**Prompt A**
Transcribe, word for word, everything in the passage on writing to standard output in Rust from "Quick note: we" down to "of the program.".

Most of that call is fine, apart from the ??? for which we need the file descriptor of the output stream we want to send stuff to. This is in libc for linux users under libc::STDOUT_FILENO, but not for windows 😔. I turned to DuckDuckGo and found this SO post, which mentions the file descriptor being 0. That did nothing for me, so I tried 1 and luckily it worked. Examining the post closer, it says 0! so I’m just going to assume that they meant factorial(0) rather than using ! for exclamation. (correction: u/skynetsatellite013 pointed out that I had actually misread the SO post and it was talking about STDIN_FILENO not STDOUT_FILENO 🤦) I’ll chuck that into a constant, and we then get a function for printing string references:

const STDOUT_FILENO: i32 = 1;
fn print_string (s: &str) {
    unsafe {
        libc::write(STDOUT_FILENO, s.as_ptr() as _, s.len() as u32);
    }
}

Quick note: we need to cast the pointer to a *const c_void, but since the Rust compiler knows that we can just use an _ to tell it to infer. This just saves an import.

Unfortunately, this is where miri forsakes us because we’re making function calls which it cannot decipher. Once we’re finished with our whole print_allocation function, I’ll show a quick method to still be able to use miri with the rest of the program.

**Data extract**
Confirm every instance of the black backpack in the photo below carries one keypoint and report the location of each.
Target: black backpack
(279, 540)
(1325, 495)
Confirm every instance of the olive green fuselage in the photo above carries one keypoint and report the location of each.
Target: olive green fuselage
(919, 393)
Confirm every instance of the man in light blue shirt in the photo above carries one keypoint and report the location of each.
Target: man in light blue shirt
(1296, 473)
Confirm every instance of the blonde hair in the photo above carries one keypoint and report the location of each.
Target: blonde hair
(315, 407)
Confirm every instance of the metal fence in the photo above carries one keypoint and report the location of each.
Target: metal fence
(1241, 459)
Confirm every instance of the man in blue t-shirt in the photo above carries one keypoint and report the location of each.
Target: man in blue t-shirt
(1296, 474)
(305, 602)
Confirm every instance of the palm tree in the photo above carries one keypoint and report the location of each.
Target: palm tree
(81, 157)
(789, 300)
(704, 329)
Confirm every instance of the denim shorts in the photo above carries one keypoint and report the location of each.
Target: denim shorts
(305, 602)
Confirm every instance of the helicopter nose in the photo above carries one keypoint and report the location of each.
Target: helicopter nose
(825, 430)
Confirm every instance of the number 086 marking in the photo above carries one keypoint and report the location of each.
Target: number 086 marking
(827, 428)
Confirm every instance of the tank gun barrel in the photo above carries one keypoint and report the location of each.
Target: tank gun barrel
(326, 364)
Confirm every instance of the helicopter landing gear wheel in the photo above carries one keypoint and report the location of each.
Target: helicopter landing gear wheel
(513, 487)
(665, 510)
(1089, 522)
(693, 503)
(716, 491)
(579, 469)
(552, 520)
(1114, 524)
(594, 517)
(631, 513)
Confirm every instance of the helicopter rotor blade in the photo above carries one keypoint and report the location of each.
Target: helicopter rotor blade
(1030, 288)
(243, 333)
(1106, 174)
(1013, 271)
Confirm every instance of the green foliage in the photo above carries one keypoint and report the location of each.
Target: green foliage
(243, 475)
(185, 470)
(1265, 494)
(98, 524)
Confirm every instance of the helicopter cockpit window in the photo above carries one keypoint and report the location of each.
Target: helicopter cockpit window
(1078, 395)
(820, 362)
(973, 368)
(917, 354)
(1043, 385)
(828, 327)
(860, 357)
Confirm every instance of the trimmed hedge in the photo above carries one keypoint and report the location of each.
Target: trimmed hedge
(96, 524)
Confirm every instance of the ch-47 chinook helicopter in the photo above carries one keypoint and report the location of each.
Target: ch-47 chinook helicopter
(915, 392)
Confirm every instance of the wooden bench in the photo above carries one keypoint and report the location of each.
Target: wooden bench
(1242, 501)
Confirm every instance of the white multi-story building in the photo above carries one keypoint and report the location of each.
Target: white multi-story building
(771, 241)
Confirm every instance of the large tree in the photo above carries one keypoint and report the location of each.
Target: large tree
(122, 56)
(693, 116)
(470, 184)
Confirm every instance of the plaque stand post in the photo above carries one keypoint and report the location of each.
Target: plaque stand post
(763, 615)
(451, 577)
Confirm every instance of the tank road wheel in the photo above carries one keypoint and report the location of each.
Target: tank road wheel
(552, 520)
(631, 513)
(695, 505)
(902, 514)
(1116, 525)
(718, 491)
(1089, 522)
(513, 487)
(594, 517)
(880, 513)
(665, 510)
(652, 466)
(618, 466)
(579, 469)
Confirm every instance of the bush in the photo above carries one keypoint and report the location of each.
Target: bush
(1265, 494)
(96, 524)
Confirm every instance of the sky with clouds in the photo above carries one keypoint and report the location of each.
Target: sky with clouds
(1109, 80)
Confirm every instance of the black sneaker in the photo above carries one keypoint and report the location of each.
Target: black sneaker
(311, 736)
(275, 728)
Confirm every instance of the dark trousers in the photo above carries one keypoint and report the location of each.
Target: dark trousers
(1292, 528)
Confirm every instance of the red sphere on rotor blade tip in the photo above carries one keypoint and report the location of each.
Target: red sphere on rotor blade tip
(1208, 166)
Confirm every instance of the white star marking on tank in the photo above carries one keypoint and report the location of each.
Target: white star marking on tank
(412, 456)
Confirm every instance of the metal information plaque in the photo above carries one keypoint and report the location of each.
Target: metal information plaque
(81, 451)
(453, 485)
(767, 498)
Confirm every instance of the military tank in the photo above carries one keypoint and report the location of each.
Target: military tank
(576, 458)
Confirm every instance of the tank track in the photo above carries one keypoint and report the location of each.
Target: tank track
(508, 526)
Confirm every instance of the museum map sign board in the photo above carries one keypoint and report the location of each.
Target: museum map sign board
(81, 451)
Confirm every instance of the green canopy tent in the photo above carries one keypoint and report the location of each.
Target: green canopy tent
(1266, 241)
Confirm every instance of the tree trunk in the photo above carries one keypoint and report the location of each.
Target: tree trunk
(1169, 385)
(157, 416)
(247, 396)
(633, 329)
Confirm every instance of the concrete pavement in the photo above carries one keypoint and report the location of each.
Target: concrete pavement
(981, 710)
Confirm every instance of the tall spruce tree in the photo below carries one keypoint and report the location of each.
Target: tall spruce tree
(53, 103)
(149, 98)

**Prompt B**
Reproduce everything in the entries from their start down to the line containing "(1325, 495)", switching "black backpack" to "gray backpack" and leaving all else unchanged; give those lines alone.

**Full response A**
Quick note: we need to cast the pointer to a *const c_void, but since the Rust compiler knows that we can just use an _ to tell it to infer. This just saves an import.

Unfortunately, this is where miri forsakes us because we’re making function calls which it cannot decipher. Once we’re finished with our whole print_allocation function, I’ll show a quick method to still be able to use miri with the rest of the program.

**Full response B**
Confirm every instance of the gray backpack in the photo below carries one keypoint and report the location of each.
Target: gray backpack
(279, 540)
(1325, 495)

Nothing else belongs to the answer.